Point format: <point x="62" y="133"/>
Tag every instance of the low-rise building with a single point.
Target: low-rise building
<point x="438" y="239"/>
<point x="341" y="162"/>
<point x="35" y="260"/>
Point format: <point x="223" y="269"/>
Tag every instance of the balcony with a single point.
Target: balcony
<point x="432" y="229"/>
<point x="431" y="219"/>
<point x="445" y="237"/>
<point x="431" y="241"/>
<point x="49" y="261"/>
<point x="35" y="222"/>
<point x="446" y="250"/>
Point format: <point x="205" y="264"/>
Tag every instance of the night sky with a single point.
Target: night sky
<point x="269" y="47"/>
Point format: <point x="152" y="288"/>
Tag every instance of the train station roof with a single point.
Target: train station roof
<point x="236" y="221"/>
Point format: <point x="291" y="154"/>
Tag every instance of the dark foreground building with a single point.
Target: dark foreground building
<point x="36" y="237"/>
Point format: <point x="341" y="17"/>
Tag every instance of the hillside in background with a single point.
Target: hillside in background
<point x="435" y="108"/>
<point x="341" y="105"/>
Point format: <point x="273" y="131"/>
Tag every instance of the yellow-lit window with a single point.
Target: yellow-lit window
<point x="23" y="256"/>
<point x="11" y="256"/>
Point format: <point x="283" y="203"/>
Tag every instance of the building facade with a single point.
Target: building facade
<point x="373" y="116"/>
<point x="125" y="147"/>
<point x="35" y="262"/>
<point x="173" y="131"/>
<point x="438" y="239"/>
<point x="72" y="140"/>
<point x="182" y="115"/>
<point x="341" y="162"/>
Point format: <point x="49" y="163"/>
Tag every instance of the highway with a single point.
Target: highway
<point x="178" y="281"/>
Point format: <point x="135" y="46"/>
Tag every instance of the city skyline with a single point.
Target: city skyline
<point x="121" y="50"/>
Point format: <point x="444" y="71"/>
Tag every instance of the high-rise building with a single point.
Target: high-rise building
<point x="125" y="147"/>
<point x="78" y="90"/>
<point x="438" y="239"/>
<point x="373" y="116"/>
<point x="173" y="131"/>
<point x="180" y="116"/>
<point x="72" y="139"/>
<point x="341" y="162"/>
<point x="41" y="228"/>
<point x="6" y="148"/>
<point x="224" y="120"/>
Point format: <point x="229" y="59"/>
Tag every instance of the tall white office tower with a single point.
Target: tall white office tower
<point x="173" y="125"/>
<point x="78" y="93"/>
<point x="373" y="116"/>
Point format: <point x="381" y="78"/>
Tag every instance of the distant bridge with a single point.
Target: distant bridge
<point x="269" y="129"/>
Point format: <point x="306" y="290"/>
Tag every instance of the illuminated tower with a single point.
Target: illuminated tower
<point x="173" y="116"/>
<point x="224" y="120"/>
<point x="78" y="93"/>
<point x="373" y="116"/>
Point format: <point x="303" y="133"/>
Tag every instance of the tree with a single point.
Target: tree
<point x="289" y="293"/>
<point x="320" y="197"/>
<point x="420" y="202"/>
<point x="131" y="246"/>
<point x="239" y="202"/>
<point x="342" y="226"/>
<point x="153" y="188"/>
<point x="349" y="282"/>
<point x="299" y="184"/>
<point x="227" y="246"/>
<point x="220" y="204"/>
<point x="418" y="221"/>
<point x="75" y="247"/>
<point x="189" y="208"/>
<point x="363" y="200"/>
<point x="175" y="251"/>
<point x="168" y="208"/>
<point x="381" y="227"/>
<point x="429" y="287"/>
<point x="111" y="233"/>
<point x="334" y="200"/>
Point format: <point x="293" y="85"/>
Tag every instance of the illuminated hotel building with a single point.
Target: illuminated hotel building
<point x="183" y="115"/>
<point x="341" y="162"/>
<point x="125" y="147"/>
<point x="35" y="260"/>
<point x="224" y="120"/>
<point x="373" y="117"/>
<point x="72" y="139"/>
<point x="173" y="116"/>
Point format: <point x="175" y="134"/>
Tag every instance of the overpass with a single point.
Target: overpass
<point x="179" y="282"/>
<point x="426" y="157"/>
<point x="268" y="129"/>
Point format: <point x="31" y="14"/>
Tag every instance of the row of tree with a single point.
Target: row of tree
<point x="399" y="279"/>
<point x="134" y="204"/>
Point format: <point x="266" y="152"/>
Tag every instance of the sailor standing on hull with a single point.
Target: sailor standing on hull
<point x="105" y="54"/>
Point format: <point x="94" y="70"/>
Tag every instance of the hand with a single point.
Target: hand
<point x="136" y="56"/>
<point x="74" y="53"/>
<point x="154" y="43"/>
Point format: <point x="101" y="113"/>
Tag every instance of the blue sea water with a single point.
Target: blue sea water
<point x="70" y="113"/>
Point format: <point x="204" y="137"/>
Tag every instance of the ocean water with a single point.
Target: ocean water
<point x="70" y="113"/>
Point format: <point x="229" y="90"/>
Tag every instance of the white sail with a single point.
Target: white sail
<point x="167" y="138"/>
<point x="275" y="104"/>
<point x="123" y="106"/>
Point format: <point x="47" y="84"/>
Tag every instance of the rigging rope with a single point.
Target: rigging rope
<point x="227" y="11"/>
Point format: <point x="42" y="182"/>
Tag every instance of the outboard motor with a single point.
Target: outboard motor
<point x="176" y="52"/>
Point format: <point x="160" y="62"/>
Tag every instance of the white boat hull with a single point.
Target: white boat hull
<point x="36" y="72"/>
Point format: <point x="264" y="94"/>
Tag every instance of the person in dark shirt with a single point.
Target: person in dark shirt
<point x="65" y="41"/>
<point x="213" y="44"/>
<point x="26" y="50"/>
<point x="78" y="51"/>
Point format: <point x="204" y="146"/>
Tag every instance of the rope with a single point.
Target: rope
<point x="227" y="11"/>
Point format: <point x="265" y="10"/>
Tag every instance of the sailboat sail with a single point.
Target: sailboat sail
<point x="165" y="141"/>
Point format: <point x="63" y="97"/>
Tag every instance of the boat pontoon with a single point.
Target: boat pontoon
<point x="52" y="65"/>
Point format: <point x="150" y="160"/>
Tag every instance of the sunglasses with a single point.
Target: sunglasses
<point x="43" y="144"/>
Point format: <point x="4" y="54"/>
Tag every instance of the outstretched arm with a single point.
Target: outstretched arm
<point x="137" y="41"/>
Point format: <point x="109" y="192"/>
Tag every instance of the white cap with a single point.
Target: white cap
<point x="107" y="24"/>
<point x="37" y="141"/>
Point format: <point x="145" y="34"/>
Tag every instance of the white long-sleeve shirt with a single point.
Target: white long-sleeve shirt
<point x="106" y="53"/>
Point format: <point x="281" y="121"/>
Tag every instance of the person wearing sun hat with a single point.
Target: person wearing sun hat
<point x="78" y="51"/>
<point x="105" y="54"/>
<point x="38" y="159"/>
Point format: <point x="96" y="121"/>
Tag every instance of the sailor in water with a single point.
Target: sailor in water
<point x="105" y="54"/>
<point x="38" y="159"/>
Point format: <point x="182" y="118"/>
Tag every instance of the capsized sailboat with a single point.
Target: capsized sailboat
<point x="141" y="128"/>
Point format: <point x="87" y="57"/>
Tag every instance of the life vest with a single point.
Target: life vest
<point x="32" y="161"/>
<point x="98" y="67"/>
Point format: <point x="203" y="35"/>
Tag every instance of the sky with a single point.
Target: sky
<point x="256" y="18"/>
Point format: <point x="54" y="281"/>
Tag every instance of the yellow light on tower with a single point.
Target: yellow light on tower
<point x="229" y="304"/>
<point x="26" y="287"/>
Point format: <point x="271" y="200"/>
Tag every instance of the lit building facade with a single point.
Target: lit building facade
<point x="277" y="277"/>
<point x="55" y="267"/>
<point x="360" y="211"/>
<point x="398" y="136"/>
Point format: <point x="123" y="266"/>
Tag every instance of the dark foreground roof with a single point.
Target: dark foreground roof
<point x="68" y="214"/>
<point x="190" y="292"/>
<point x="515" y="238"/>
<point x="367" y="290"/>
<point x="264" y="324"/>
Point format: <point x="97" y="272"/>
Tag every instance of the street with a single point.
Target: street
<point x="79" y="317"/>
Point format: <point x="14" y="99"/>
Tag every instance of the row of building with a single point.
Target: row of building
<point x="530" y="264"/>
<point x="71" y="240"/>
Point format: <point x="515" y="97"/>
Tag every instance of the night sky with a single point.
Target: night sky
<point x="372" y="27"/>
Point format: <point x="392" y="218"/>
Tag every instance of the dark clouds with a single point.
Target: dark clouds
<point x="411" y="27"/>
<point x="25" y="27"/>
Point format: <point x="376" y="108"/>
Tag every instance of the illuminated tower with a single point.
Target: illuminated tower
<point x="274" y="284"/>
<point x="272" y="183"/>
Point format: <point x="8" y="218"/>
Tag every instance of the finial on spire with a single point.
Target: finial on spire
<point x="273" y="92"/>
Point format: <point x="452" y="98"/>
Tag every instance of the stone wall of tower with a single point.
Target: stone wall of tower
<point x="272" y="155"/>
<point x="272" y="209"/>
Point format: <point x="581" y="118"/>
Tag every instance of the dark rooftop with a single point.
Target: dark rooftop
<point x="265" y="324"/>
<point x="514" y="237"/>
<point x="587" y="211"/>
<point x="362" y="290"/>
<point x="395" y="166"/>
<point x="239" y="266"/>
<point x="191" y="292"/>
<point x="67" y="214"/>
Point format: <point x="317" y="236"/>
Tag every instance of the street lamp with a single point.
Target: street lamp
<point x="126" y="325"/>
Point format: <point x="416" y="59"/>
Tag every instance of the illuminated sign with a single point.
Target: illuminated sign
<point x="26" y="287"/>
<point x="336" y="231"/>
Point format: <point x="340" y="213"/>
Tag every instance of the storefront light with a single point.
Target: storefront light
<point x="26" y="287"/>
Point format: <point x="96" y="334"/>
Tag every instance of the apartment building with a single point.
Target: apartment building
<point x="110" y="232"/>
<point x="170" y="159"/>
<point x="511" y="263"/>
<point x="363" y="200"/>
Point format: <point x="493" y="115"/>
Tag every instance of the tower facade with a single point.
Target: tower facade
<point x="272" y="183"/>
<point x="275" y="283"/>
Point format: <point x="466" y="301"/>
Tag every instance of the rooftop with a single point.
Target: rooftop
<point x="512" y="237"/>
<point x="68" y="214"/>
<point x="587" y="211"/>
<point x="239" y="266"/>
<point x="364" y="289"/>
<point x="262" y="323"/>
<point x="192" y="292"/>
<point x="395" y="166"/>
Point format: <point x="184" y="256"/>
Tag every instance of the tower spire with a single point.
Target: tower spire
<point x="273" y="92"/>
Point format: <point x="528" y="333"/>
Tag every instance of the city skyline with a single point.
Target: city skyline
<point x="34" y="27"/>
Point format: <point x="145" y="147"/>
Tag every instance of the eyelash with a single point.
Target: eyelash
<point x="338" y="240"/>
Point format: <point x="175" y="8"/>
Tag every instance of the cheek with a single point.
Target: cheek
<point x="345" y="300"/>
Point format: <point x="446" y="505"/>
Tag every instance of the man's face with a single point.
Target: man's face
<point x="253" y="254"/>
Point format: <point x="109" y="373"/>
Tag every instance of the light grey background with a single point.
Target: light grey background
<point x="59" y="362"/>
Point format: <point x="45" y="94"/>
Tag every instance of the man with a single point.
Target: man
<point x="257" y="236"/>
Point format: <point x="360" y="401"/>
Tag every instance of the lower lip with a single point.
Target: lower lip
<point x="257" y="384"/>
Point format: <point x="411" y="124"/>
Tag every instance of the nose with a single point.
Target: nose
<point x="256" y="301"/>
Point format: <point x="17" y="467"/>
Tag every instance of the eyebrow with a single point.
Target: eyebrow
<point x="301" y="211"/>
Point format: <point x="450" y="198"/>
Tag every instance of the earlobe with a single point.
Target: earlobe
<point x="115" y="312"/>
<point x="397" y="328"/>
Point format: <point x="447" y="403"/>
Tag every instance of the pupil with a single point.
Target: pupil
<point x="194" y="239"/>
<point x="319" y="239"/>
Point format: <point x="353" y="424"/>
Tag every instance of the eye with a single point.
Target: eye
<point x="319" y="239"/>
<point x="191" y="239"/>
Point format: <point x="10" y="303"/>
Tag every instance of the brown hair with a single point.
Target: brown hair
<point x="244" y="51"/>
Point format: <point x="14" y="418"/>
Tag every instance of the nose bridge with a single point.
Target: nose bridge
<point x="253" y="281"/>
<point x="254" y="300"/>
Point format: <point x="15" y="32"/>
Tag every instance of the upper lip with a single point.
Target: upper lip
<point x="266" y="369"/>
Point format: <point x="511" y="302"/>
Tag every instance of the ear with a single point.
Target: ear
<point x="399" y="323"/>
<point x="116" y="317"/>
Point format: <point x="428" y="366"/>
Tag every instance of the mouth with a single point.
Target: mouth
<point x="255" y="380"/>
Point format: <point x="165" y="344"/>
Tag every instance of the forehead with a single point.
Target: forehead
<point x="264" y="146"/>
----------
▸ **Task to complete**
Write down again, exactly as given, only the lines above that fall from the line with "Target: low-rise building" to the line with "Tag every instance of the yellow-lit", inclusive.

▸ **Task output**
Target: low-rise building
<point x="438" y="239"/>
<point x="341" y="162"/>
<point x="35" y="260"/>
Point format: <point x="223" y="269"/>
Tag every instance of the balcony with a single point.
Target: balcony
<point x="432" y="229"/>
<point x="431" y="219"/>
<point x="445" y="237"/>
<point x="431" y="241"/>
<point x="49" y="261"/>
<point x="35" y="222"/>
<point x="446" y="250"/>
Point format: <point x="205" y="264"/>
Tag every instance of the night sky with a single point.
Target: night sky
<point x="269" y="47"/>
Point format: <point x="152" y="288"/>
Tag every instance of the train station roof with a single point.
Target: train station roof
<point x="236" y="221"/>
Point format: <point x="291" y="154"/>
Tag every instance of the dark foreground building with a single point.
Target: dark foreground building
<point x="36" y="237"/>
Point format: <point x="341" y="17"/>
Tag every instance of the hillside in background with a single point.
Target: hillside in background
<point x="435" y="108"/>
<point x="341" y="105"/>
Point format: <point x="273" y="131"/>
Tag every instance of the yellow-lit window with a single point.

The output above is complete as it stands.